# Source extract:
----------
SANDRA's purely sequential and rather short read/write workloads in this test favor the Micron P320h and it turns in a first place finish by a comfortable margin. Note that the drive tends to offer higher read throughput and here we're not seeing quite the top-end of Micron's specification in that area. Also note that the Intel SSD 910 requires software OS-level RAID for it to realize its peak performance, and since the SANDRA Physical Disk test module runs on bare, unformatted volumes, the Intel drive is operating on only one of its for 200GiB NAND modules.
SANDRA's File System benchmark exhibits combined Read/Write throughput on blank, formatted volumes .
Here we see a much tighter grouping in the field and though we weren't able to re-test the OCZ Z-Drive R4 since we no longer have it in the lab, the Micron P320h shows best of class performance here as well versus its primary competitors. Sequential Read bandwidth was 2.29GB/s and Sequential Writes came in at 1.84GB/s for a total of 2.19GB/s in SANDRA's "drive score" rating.
|AS SSD Benchmark Tests|
Next up we ran AS SSD, an SSD specific benchmark being developed by Alex Intelligent Software. This test is interesting because it uses a mix of compressible and incompressible data and outputs both Read and Write throughput of the drive, measured in both bandwidth as well as IOPs.
With this test we had fewer reference datapoints to compare for this review. So we picked a couple of the stiffest all around competitors we could find, Fusion-io's ioDrive 160GB card and Intel's SSD 910. Here again we see the P320h fall a bit short of its max read performance number, but it still outpaces Intel and Fusion-io, with exception of Sequential Reads, where Intel sneaks past. Note the P320h's strong read performance at high queue-depths, as exhibited in the 4K-64thrd test which shows 4K transfers at a IO queue depth of 64.
CrystalDiskMark is a synthetic benchmark that tests both sequential as well as random small and large file transfers. It does a nice job of providing a quick look at best and worst case scenarios with regard to SSD performance, best case being larger sequential transfers and worst case being small, random access and transfers.
CrystalDiskMark does a really nice job of exploiting the strengths and weaknesses of the Micron P320h. Here again we see strong Read performance, especially as queue depths increase. Shallow queue depths and small write transfers tend to be the drive's shortfall, however.
|ATTO Disk Benchmark|
|ATTO is another synthetic disk benchmark that measures transfer speeds across a specific volume length. It measures raw transfer rates for both reads and writes and graphs them out in an easily interpreted chart. We chose .5kb through 8192kb transfer sizes and a queue depth of 10 over a total max volume size of 256MB. ATTO's workloads are sequential in nature and measure raw bandwidth, rather than IO response time, access latency etc. This test was performed on blank, formatted drives with default NTFS partitions in Windows 7 x64.
In our ATTO testing, we see an interesting reversal. ATTO presents its workloads with a rather shallow queue depth of 10, which is the highest setting you can choose and what we always test at for SSDs. Here the P320h shows substantially more headroom in Write performance but levels off at 1.5GB/sec for Reads. For Writes, we realized 1.9GB/s on average which did show the drive dropping in below the OCZ Z-Drive R4, but still within striking distance.
----------
# Information supplied:
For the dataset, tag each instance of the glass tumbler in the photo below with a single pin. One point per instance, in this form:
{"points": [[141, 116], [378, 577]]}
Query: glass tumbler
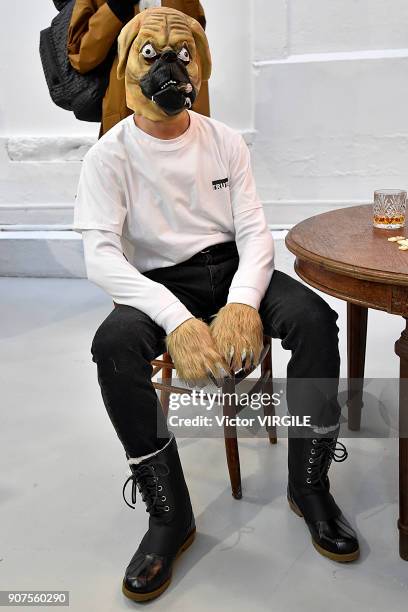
{"points": [[389, 208]]}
----------
# Challenge:
Check each statement against the SSD benchmark review and answer yes or no, quoting the words that decide it.
1. In the ATTO test, the P320h averaged 1.9GB/s for writes.
2. The OCZ Z-Drive R4 was re-tested for the SANDRA File System benchmark.
3. In AS SSD, Intel's SSD 910 beat the P320h in sequential reads.

# Solution for this exercise:
1. Yes: "For Writes, we realized 1.9GB/s on average"
2. No: "we weren't able to re-test the OCZ Z-Drive R4 since we no longer have it in the lab"
3. Yes: "with exception of Sequential Reads, where Intel sneaks past"